# [DIRECTIONS]
Your answer must match the data word for word.

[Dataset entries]
-- -- --
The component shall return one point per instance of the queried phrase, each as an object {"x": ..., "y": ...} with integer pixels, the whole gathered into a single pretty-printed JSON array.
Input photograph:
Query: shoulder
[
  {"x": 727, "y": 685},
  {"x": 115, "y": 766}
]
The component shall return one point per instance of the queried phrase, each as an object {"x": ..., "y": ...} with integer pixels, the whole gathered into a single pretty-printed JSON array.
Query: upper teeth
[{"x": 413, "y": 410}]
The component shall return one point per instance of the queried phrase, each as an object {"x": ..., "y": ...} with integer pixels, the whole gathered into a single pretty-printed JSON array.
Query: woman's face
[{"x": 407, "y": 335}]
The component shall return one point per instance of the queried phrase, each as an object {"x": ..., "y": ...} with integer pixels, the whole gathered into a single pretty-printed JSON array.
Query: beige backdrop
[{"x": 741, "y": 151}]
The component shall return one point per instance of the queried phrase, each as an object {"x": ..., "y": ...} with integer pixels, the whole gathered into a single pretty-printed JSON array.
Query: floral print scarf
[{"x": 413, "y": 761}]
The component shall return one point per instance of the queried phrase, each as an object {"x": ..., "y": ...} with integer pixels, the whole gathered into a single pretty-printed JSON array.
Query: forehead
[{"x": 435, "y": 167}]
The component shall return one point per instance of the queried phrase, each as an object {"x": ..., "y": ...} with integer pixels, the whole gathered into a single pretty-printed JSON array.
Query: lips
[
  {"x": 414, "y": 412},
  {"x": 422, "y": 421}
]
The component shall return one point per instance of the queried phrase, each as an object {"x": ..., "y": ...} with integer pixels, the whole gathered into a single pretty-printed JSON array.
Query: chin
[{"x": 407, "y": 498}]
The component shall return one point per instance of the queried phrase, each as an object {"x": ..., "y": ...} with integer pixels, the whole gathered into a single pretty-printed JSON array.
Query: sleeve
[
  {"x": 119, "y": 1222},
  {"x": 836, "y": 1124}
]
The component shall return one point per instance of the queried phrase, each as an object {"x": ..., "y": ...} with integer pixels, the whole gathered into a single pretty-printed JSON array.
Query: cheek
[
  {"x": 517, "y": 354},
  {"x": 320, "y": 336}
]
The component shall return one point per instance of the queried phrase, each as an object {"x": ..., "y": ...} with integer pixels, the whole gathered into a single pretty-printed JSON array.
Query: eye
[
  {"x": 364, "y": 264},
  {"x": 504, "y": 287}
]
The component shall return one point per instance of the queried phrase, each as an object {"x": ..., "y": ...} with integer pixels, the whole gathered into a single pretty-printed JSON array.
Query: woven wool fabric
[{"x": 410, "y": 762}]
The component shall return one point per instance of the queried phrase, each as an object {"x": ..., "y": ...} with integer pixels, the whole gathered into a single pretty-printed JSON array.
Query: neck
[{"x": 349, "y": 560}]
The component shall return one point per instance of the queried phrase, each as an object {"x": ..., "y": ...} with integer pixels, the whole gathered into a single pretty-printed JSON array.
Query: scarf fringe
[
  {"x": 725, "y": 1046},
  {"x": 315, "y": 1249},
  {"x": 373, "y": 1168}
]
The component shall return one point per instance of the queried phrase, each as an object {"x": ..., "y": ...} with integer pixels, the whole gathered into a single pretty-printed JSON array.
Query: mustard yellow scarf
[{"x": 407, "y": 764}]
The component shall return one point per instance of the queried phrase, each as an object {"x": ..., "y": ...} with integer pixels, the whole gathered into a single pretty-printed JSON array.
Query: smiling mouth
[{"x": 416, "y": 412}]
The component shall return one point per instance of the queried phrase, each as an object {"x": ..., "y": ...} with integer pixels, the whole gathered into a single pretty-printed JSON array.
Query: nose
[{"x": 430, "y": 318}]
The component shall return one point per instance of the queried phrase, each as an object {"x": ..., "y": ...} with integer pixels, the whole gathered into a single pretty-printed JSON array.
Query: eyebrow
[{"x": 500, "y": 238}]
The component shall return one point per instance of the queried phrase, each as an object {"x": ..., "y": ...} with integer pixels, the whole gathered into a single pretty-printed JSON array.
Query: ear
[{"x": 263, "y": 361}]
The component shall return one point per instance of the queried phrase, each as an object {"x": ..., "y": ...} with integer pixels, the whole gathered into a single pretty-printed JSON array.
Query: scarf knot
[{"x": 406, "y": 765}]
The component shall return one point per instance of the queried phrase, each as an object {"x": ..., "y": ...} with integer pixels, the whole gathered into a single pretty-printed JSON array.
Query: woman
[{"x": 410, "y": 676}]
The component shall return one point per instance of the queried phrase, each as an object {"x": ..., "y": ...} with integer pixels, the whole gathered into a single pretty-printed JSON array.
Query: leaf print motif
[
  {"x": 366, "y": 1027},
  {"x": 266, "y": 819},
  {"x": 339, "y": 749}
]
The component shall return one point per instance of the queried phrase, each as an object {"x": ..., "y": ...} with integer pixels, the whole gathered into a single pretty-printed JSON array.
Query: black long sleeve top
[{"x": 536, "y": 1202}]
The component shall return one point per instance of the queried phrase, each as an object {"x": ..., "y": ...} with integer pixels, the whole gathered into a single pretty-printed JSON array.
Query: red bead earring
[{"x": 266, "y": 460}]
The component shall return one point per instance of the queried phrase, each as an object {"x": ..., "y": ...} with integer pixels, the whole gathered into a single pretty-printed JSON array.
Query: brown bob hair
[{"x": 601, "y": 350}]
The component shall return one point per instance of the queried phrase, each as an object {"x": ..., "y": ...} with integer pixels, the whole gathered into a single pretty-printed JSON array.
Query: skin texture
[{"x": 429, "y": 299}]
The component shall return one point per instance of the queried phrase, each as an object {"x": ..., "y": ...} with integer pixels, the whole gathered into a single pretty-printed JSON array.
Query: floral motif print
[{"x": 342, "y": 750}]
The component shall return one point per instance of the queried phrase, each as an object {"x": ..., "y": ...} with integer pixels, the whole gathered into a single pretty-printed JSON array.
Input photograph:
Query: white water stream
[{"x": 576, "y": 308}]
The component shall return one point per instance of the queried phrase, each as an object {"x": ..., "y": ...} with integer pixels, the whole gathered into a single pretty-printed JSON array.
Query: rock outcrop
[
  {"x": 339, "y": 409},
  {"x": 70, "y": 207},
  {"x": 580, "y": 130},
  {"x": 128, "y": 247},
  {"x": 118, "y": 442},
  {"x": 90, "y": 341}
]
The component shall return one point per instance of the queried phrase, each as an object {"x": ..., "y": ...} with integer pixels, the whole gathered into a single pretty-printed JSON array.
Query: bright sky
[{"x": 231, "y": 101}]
-- -- --
# [ANSWER AREA]
The component shall return one point per instance of the queried phrase, each as an object {"x": ..., "y": ...} with integer pixels, the whole gathered into a single pretty-printed JSON array.
Input photograph:
Query: shoulder
[
  {"x": 727, "y": 685},
  {"x": 115, "y": 766}
]
The component shall return one point per instance of the queried phrase, each as an object {"x": ..., "y": ...} with integer pixels, the whole gathered into a single pretty-printed JSON array.
Query: upper teeth
[{"x": 413, "y": 410}]
The component shall return one point per instance of the queried phrase, each as an object {"x": ..., "y": ...} with integer pixels, the whole gathered into a single pretty-printed JSON array.
Query: woman's face
[{"x": 407, "y": 335}]
The component shall return one point per instance of the queried phrase, each as an object {"x": ..., "y": ...} with integer pixels, the whole gathered into a single pretty-printed JSON array.
Query: beige backdrop
[{"x": 741, "y": 151}]
The component shall return one point per instance of the queried phrase, each as an object {"x": ..., "y": ...} with integer pixels, the whole gathered into a single pretty-printed JSON array.
Query: floral print scarf
[{"x": 413, "y": 761}]
The component shall return one point per instance of the queried phrase, each as an object {"x": ..., "y": ...} with integer pixels, the whole gathered into a single pretty-printed JSON array.
Query: forehead
[{"x": 435, "y": 167}]
The component shall return one point per instance of the queried phrase, each as an object {"x": ..., "y": ...} with integer pixels, the whole gathered into a single pretty-printed JSON array.
Query: lips
[
  {"x": 414, "y": 412},
  {"x": 422, "y": 421}
]
The component shall return one point per instance of the queried phrase, each as an object {"x": ..., "y": ...} with integer pixels, the whole gathered into a single pretty-printed JSON array.
Query: chin
[{"x": 407, "y": 498}]
The component shall return one point per instance of the queried phrase, each as an object {"x": ..., "y": ...} with integer pixels, the whole gathered into a single pretty-printed JSON array.
Query: sleeve
[
  {"x": 119, "y": 1222},
  {"x": 836, "y": 1124}
]
The component shall return one point per instance of the queried phrase, each as an object {"x": ..., "y": ...} with integer pixels, the whole gathered into a single pretty-printed JSON array.
Query: cheek
[
  {"x": 517, "y": 354},
  {"x": 320, "y": 336}
]
The component shall return one point per instance of the queried phrase, each as an object {"x": ..., "y": ...} with integer pixels, the whole gathered into a single pretty-printed JSON array.
Query: eye
[
  {"x": 364, "y": 264},
  {"x": 504, "y": 287}
]
The component shall return one point per instance of the queried phrase, each as an object {"x": ..., "y": ...} with integer pixels, the whole gathered into a single pretty-printed JSON array.
Query: woven wool fabric
[{"x": 410, "y": 762}]
The component shall return one point per instance of the queried phrase, each as an object {"x": ..., "y": ...} with integer pixels, the whole gathered into a single pretty-printed JSON array.
Query: neck
[{"x": 349, "y": 560}]
The component shall return one point per instance of the queried phrase, each as an object {"x": ..., "y": ...} with integer pixels, the whole gathered into a single pretty-printed JSON array.
Query: scarf fringe
[
  {"x": 725, "y": 1046},
  {"x": 315, "y": 1249},
  {"x": 373, "y": 1168}
]
The component shall return one point per instance of the queried phrase, each as an object {"x": ..., "y": ...} with integer pixels, the whole gathered into a single pretty-printed JSON array.
Query: mustard yellow scarf
[{"x": 407, "y": 764}]
The component shall return one point per instance of the queried phrase, each as an object {"x": ..., "y": ...} with integer pixels, the whole gathered into a single pretty-printed JSON array.
Query: smiling mouth
[{"x": 416, "y": 412}]
The component shall return one point per instance of the queried phrase, each as an object {"x": ..., "y": ...} with integer pixels, the whole gathered into a single pretty-printed JSON array.
Query: nose
[{"x": 430, "y": 318}]
The component shall return one point per instance of the queried phrase, each as an object {"x": ..., "y": ...} with integer pixels, the whole gathered into a single pretty-printed JSON array.
Query: eyebrow
[{"x": 500, "y": 238}]
The component shall return one point per instance of the queried phrase, each as an object {"x": ..., "y": ...} with integer pixels, the whole gathered into a single pretty-printed JSON array.
Query: ear
[{"x": 263, "y": 361}]
The component shall return one point per instance of the queried phrase, each as an object {"x": ..., "y": ...} with integer pixels, the whole gathered into a single pretty-printed JSON array.
Query: scarf knot
[{"x": 406, "y": 765}]
The component shall return one point per instance of the queried phrase, each as an object {"x": ..., "y": ...} with integer pixels, the whole gathered into a single pretty-printed JSON array.
Query: woman
[{"x": 410, "y": 676}]
The component shall return one point per instance of the queried phrase, each as an object {"x": ..., "y": ...} with integer pixels, the whole gathered into a single pretty-printed JSON array.
Query: leaf print motif
[
  {"x": 366, "y": 1027},
  {"x": 266, "y": 819},
  {"x": 339, "y": 749}
]
The component shall return one point per instance of the queried phrase, each as an object {"x": ..., "y": ...} with integer pixels, the whole gathered into a single pretty-printed JSON array.
Query: black long sleeve top
[{"x": 536, "y": 1202}]
The component shall return one point per instance of the queried phrase, each as an object {"x": ..., "y": ...} with integer pixels, the whole gathered into a single pretty-printed JSON array.
Query: red bead earring
[{"x": 266, "y": 460}]
The component shall return one point per instance of the queried phrase, each as an object {"x": ..., "y": ...} with integer pixels, the whole gathered into a single pretty-printed JSON array.
Query: brown bob hair
[{"x": 601, "y": 350}]
The component shall return one point per instance of the queried phrase, each as an object {"x": ..., "y": ...} with integer pixels, the whole gathered into a single pretty-printed JSON array.
Query: skin texture
[{"x": 429, "y": 299}]
The component shall return one point per instance of the queried phrase, each as an object {"x": ..., "y": ...} with integer pixels, the whole gathered into a single pretty-printed JSON array.
Query: floral motif print
[{"x": 342, "y": 750}]
The component shall return one point per instance of the queried phrase, each as an object {"x": ..., "y": ...} with integer pixels, the whole gathered into a single pretty-printed JSON array.
Input photograph:
Query: white water stream
[{"x": 576, "y": 308}]
The component shall return one point per instance of the queried phrase, each as an object {"x": ..., "y": ...} with integer pixels, the whole gathered into a single pretty-printed JSON array.
Query: rock outcrop
[
  {"x": 339, "y": 409},
  {"x": 70, "y": 207},
  {"x": 580, "y": 130},
  {"x": 128, "y": 247},
  {"x": 118, "y": 442},
  {"x": 90, "y": 341}
]
The component shall return one point per instance of the queried phrase, each as an object {"x": ..., "y": ...} with integer pixels, the whole gathered into a single pretty-printed JSON array.
Query: bright sky
[{"x": 231, "y": 101}]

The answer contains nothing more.